◆ **How to complete this task**: Filter the material below, keeping every line that contains the string "positive". Matching is case-sensitive.

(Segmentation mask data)
****************************************
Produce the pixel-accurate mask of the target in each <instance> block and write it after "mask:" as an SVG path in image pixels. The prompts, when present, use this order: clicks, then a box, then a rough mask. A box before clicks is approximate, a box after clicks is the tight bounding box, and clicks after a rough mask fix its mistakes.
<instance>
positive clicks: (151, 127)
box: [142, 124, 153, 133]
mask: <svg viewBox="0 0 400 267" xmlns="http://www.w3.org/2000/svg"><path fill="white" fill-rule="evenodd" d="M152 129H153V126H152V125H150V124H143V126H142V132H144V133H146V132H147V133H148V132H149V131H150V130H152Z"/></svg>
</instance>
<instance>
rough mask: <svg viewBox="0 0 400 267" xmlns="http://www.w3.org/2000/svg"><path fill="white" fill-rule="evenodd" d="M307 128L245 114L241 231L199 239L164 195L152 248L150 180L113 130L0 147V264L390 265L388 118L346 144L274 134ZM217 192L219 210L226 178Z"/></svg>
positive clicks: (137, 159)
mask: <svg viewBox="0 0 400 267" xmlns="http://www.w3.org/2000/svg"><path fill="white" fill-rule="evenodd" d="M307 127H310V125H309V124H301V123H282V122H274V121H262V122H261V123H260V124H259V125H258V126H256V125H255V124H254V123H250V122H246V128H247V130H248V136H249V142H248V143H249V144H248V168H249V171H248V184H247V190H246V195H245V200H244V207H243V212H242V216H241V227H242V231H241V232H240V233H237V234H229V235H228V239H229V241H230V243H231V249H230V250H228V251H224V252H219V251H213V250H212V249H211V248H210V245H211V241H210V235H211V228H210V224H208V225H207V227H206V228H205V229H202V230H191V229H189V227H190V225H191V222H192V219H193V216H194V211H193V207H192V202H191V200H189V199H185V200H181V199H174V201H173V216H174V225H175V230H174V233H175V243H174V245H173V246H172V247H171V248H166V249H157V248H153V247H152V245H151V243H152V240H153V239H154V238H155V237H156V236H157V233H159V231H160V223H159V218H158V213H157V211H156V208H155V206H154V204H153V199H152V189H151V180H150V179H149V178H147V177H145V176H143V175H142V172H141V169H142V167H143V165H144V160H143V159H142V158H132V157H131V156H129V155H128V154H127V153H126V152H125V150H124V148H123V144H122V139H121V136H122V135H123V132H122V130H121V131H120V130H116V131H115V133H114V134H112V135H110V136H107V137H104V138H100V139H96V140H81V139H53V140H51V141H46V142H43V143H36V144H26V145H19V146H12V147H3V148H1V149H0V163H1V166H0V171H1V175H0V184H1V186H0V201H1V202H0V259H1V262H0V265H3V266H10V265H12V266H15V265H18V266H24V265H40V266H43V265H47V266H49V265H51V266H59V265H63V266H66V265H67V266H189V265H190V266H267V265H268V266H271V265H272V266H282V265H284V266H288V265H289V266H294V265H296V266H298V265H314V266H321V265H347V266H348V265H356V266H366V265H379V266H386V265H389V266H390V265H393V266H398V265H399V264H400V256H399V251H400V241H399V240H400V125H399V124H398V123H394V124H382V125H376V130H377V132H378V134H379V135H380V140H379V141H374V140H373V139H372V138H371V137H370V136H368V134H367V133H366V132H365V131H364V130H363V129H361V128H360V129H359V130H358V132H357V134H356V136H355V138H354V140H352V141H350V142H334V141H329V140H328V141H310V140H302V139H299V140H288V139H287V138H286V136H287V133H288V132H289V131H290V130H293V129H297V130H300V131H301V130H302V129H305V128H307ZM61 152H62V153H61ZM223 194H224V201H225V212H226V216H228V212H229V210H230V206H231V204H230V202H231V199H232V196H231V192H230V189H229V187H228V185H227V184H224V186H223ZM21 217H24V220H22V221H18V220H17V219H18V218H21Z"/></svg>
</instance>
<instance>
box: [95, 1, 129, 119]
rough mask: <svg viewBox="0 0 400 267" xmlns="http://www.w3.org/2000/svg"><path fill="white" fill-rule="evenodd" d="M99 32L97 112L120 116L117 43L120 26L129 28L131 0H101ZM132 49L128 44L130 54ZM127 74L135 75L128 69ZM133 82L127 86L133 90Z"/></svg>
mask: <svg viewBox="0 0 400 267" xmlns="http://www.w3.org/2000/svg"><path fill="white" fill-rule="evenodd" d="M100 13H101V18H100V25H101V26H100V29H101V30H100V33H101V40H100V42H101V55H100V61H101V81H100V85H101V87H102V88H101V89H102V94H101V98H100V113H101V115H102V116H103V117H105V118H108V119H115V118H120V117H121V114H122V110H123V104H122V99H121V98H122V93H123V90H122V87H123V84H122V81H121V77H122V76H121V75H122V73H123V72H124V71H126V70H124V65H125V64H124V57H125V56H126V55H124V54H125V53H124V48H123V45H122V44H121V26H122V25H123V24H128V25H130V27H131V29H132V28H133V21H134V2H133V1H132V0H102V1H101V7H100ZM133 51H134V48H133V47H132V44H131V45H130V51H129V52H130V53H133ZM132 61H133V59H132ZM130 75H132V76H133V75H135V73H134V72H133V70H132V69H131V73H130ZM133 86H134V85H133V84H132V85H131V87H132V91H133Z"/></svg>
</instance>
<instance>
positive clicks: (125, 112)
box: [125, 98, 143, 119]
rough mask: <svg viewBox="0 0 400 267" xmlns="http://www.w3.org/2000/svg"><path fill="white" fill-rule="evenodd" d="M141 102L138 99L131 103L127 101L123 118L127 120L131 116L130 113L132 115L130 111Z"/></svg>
****************************************
◆ **Exercise output**:
positive clicks: (151, 127)
positive clicks: (137, 159)
positive clicks: (125, 112)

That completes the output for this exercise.